→ **PROBLEM STATEMENT**
Please set down every entry again exactly as it stands, without the pictures.
-- RECORD EXTRACTS follows --
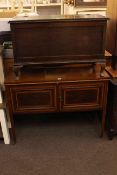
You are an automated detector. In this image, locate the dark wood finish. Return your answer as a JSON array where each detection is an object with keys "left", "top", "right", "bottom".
[
  {"left": 59, "top": 82, "right": 105, "bottom": 112},
  {"left": 75, "top": 0, "right": 107, "bottom": 7},
  {"left": 4, "top": 58, "right": 109, "bottom": 143},
  {"left": 9, "top": 84, "right": 57, "bottom": 113},
  {"left": 106, "top": 0, "right": 117, "bottom": 70},
  {"left": 106, "top": 79, "right": 117, "bottom": 139},
  {"left": 9, "top": 14, "right": 108, "bottom": 77}
]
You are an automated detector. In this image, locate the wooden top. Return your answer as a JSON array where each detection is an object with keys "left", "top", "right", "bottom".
[
  {"left": 9, "top": 14, "right": 108, "bottom": 24},
  {"left": 4, "top": 58, "right": 110, "bottom": 85}
]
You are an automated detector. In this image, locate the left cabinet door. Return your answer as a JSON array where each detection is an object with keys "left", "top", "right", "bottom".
[{"left": 8, "top": 84, "right": 57, "bottom": 113}]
-- RECORD EXTRACTS concluded --
→ **RESULT OF THIS TASK**
You are an automated detector. In this image, locate the dark wood finish. Return your answer as a JSON array where each detection is an object with keys "left", "top", "right", "bottom".
[
  {"left": 59, "top": 82, "right": 105, "bottom": 112},
  {"left": 75, "top": 0, "right": 107, "bottom": 7},
  {"left": 4, "top": 58, "right": 109, "bottom": 143},
  {"left": 9, "top": 84, "right": 57, "bottom": 113},
  {"left": 106, "top": 0, "right": 117, "bottom": 70},
  {"left": 106, "top": 79, "right": 117, "bottom": 139},
  {"left": 9, "top": 14, "right": 108, "bottom": 77}
]
You are an automated detector. In this image, locate the wooden top. Return your answer as a JSON array where each detection is an object with keys "left", "top", "right", "bottom".
[
  {"left": 9, "top": 14, "right": 108, "bottom": 24},
  {"left": 4, "top": 58, "right": 110, "bottom": 85}
]
You are an automated detector. In this image, locate the left cabinet door. Return your answer as a JSON array where each detection is an object with keys "left", "top", "right", "bottom".
[{"left": 8, "top": 84, "right": 57, "bottom": 113}]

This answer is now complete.